Excerpt provided
- - -
War

Separation anxiety

Friday, 10 August, 2012, 9:46pm

It is hard not to see the violence in southern Thailand as anything other than a looming quagmire. In international terms, the Muslim separatist violence represents something of a forgotten war - a long-simmering, primarily local dispute that has yet to threaten Thailand's 'land of smiles' image.


On the ground in the deep south, the reality is far different. The toll of death beats to a daily rhythm: a bomb in a playground, a grenade lobbed into a popular noodle stall, a street-side assassination of a soldier, teachers taken hostage. Thailand is a proudly free country and yet in the south children now travel to school under guard with armed soldiers; Buddhist monks pray in fortified temples behind barbed wire and sandbags.


Since January 2004, deaths linked to the Muslim separatist insurgency have reached at least 1,300. Private security sector estimates warn the figure could be 50 per cent higher.


Talking to community leaders, military officials, politicians, analysts and ordinary Buddhists and Muslims alike, it is clear no easy solution lies ahead, despite the on-going state of emergency. Many fear the situation could get considerably worse before it starts to get better.


The uncertainty stems in part from the shadowy nature of the insurgency. In classic style, its leadership remains elusive, never coming forward to claim responsibility for the insurgents' actions, much less outline any political or military aims.


Yet the violence continues, betraying signs of an operation that appears both increasingly organised and willing to shatter previously held taboos, beheading monks inside temples and taking the fight inside schools.


The insurgents' strike 10 days ago, when they unleashed 50 bombings and shootings in one day, was described by Thai media as the single biggest challenge to the state's authority in decades. It came a day after the end of formal celebrations to mark King Bhumibol Adulyadej's 60 years on the throne.


Then there is the military and judicial crackdown ordered by Thailand's embattled leader, Prime Minister Thaksin Shinawatra. The presence of more than 20,000 full-time troops - numbers set to rise after the latest violence - has created as many problems as it has solved, many fear.


With no clear solution on the horizon, people are clinging to a string of desperate hopes - that foreign agitators will not seek to push local insurgents towards bigger bombs and wholesale loss of life and that the violence won't spread to the capital, Bangkok.
- - -
Extracted information
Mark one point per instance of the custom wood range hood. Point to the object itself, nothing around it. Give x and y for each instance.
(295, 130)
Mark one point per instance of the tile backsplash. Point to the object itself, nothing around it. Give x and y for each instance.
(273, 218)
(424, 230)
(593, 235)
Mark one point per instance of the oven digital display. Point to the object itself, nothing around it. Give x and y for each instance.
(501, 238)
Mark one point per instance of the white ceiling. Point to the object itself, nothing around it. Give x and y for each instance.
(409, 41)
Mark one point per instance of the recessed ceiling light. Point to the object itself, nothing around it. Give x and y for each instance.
- - -
Short problem 1
According to the article on southern Thailand, at least how many deaths linked to the Muslim separatist insurgency have occurred since January 2004?
Short problem 2
State whether each statement agrees with the article on southern Thailand, answering yes or no and quoting the words of the article that decide it. (a) The leadership of the insurgency has come forward to claim responsibility for attacks. (b) The day of 50 bombings and shootings came a day after the formal celebrations marking the King's 60 years on the throne ended. (c) Private security sector estimates suggest the death toll could be 50 percent higher.

Final result 1
At least 1,300.

Final result 2
(a) No: "never coming forward to claim responsibility for the insurgents' actions"
(b) Yes: "It came a day after the end of formal celebrations to mark King Bhumibol Adulyadej's 60 years on the throne."
(c) Yes: "Private security sector estimates warn the figure could be 50 per cent higher."